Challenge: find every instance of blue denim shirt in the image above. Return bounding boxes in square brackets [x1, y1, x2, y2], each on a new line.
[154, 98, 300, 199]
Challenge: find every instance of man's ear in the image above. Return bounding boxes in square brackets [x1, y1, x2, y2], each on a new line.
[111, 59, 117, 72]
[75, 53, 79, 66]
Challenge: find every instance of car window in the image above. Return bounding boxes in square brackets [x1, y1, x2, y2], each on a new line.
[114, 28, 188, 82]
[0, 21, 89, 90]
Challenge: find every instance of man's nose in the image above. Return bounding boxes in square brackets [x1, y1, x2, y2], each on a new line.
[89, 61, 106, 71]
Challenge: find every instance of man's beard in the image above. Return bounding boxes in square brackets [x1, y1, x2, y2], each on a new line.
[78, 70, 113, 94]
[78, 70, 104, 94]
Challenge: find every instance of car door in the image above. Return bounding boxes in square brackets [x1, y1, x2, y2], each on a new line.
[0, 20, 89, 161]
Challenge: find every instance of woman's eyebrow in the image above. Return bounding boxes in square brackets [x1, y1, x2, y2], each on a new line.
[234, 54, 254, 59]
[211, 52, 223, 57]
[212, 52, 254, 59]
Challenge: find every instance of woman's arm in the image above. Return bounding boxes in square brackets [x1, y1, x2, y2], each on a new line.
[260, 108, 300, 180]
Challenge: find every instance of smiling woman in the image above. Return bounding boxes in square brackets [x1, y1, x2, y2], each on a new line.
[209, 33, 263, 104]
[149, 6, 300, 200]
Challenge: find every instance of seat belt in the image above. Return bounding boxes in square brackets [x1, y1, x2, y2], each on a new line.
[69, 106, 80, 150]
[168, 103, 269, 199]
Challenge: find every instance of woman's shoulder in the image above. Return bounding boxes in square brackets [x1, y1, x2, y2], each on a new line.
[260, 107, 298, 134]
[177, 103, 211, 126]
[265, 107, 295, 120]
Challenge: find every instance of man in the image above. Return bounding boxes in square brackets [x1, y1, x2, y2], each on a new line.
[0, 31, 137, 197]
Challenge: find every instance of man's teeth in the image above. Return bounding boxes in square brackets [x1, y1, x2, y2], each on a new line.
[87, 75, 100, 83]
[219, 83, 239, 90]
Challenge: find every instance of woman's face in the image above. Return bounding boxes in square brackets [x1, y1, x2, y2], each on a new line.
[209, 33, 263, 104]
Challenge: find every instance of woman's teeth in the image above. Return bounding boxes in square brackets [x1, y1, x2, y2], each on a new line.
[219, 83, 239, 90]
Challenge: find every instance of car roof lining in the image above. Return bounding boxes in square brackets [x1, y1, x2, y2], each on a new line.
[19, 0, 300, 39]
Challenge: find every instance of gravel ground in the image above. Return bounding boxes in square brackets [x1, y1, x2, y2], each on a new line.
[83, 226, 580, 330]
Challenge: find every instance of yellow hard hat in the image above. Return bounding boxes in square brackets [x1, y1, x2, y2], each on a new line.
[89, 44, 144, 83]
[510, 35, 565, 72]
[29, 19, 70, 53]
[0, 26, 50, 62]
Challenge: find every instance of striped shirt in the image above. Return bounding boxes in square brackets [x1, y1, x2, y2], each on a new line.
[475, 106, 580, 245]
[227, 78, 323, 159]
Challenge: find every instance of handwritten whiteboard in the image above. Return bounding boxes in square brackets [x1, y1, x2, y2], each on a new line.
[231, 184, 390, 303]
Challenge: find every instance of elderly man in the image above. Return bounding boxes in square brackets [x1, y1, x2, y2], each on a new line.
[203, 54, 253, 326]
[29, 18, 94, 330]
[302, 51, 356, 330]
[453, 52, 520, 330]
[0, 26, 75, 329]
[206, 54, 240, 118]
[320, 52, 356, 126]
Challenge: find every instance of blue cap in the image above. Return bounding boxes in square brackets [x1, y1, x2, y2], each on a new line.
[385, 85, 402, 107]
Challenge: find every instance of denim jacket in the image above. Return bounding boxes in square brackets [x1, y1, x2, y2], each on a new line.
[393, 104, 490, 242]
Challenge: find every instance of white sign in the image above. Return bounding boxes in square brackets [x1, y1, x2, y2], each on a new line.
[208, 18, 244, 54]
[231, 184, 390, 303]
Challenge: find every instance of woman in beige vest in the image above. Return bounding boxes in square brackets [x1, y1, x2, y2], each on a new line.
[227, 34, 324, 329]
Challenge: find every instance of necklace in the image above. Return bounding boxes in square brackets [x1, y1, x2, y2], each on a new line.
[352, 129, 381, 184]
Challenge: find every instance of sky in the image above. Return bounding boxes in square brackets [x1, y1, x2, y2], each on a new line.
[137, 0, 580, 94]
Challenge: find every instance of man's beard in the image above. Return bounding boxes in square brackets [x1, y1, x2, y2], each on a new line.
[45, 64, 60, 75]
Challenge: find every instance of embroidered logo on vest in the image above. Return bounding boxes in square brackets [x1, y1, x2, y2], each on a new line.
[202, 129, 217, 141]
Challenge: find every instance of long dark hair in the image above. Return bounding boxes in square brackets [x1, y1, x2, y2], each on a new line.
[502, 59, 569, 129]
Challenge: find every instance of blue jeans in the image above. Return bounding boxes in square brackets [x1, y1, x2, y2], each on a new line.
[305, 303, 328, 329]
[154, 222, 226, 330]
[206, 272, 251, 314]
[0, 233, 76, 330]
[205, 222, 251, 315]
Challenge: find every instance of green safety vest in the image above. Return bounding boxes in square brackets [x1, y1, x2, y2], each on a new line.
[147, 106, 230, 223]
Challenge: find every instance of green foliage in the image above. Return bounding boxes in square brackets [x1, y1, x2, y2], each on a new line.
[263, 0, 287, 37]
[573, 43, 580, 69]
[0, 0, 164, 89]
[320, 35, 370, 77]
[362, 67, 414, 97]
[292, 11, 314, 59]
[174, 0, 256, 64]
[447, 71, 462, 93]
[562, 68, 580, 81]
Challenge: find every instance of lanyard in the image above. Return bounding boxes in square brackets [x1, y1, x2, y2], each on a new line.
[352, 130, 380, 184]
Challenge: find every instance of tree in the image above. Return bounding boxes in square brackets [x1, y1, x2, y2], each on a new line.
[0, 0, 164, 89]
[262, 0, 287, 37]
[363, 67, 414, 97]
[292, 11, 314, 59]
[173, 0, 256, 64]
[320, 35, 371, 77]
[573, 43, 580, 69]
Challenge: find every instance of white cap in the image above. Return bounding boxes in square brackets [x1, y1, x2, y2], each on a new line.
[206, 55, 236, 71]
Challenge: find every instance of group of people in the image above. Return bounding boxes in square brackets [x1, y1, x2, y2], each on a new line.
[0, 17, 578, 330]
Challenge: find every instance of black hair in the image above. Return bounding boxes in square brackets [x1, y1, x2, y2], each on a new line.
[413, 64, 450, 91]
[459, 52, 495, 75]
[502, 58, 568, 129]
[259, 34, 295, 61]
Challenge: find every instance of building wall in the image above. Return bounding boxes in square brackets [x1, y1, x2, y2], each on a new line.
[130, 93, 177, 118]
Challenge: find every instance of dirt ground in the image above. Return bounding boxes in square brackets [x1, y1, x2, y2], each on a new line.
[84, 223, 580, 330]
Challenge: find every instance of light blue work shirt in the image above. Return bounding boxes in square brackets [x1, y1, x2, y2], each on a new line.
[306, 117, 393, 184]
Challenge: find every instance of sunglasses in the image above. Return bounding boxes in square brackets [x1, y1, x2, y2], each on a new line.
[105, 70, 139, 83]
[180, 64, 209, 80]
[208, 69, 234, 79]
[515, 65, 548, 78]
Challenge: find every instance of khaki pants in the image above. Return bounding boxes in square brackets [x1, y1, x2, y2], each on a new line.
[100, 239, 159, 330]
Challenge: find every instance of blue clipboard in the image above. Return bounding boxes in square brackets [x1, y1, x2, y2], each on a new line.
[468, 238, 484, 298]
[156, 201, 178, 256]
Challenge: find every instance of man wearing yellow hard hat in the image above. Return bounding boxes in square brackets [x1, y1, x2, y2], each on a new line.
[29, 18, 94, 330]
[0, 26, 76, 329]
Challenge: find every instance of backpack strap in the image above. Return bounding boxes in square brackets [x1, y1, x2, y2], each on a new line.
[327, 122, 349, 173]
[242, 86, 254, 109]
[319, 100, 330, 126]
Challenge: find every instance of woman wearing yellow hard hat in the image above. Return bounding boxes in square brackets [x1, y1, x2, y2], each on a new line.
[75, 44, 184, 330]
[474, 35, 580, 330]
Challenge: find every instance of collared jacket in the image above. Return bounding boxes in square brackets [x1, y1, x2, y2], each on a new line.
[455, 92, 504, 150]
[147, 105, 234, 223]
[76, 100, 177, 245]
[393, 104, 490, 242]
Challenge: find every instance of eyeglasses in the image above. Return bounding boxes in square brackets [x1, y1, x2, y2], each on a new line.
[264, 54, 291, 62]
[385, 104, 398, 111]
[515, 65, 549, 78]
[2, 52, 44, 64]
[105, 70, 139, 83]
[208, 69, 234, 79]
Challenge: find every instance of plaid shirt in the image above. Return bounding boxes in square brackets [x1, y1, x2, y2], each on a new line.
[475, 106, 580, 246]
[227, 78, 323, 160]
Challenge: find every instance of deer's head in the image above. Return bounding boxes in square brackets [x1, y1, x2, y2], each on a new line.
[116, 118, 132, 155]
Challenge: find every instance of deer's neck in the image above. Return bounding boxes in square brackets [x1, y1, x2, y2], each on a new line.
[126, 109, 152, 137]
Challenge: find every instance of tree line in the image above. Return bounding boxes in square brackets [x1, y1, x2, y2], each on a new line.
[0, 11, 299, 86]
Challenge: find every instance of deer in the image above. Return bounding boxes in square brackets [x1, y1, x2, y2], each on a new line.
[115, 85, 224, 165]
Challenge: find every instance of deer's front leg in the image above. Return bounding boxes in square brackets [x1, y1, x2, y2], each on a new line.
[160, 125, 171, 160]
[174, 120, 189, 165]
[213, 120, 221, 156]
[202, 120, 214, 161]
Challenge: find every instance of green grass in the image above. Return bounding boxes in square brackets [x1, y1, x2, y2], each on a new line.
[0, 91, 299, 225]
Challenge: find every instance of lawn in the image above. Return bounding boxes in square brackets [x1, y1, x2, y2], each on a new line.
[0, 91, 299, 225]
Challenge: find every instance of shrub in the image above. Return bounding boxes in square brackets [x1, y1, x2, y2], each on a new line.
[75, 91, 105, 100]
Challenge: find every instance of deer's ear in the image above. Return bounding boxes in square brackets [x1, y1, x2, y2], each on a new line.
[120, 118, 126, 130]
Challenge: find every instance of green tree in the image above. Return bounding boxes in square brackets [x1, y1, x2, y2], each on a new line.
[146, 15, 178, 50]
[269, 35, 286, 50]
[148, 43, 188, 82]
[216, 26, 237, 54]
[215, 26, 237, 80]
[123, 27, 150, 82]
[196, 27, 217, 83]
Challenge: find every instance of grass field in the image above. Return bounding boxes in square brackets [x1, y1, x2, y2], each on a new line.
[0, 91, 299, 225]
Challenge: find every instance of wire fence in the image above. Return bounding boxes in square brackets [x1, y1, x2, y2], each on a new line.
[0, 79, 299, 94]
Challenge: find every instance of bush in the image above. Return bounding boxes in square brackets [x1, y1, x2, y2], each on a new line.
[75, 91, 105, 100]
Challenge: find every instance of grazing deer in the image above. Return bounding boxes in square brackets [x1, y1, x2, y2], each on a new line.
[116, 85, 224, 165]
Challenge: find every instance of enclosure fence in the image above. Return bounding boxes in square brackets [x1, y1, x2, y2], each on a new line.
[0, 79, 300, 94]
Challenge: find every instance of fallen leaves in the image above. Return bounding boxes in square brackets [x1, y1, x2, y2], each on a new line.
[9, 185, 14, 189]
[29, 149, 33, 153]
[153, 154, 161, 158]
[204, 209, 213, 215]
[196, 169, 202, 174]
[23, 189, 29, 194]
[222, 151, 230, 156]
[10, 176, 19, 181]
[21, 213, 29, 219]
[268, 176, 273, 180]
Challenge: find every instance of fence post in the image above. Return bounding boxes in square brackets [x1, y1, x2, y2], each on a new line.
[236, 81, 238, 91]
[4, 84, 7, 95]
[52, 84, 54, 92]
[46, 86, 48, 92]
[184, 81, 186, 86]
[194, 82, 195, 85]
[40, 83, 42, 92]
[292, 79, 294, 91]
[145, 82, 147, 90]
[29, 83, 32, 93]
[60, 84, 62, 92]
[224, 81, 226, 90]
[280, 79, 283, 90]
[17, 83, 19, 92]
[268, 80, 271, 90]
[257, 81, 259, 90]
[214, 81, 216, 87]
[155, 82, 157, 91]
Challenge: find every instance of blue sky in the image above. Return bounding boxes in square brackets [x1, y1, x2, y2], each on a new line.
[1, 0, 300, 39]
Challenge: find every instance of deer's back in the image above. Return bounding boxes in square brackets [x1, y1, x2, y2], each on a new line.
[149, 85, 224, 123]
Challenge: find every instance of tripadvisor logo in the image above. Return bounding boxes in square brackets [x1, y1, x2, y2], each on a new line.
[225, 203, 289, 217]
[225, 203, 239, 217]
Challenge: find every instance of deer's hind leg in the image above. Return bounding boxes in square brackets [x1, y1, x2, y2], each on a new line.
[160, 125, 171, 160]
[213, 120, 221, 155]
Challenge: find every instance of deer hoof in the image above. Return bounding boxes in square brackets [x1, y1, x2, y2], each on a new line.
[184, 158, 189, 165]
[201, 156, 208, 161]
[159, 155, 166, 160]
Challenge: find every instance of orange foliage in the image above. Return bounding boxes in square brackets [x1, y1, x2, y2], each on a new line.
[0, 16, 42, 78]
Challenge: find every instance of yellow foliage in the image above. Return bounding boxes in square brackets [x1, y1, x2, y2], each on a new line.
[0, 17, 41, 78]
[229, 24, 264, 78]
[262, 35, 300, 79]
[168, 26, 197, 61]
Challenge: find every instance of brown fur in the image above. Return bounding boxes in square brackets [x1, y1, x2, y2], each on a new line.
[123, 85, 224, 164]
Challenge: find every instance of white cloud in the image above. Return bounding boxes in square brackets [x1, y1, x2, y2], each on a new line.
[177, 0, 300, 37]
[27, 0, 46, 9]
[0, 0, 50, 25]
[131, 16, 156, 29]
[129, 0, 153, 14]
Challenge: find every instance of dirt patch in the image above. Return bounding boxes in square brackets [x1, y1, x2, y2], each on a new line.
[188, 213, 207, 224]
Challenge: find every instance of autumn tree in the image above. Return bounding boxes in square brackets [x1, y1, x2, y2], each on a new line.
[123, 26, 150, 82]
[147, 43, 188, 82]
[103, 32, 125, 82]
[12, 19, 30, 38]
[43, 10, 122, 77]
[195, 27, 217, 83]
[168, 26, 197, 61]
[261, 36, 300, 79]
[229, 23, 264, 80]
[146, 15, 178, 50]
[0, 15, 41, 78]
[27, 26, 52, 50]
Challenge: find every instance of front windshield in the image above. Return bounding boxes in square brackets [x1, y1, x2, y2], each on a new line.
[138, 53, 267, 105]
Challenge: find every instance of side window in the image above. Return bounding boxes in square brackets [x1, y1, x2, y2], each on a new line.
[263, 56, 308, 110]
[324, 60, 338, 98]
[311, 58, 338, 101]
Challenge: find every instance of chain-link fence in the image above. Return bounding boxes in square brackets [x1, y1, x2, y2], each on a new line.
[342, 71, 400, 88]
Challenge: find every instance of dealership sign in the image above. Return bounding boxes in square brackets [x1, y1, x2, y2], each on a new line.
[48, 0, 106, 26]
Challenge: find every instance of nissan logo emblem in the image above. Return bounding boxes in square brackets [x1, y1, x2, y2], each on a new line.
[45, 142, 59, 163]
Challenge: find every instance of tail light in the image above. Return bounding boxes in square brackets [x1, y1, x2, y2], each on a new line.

Aim of the task
Please write out, exactly as they appear, the line that contains "Challenge: find every instance of chain-link" and every line after it up to the end of the entries above, and no others.

Result for this task
Challenge: find every instance of chain-link fence in the image above. Return bounding boxes in square brackets [x1, y1, x2, y2], each on a new line.
[342, 71, 400, 88]
Challenge: find every instance of dealership sign in the image above. Return bounding boxes in square brackets [x1, y1, x2, y2], each on a new line.
[48, 0, 106, 26]
Challenge: find every instance of nissan logo emblem in the image above. Return bounding boxes in square brackets [x1, y1, x2, y2], each on a new line.
[45, 142, 59, 163]
Challenge: find every instance of tail light in the image above. Return bounding boxes in square brackets [x1, y1, x2, y2], each on a new line.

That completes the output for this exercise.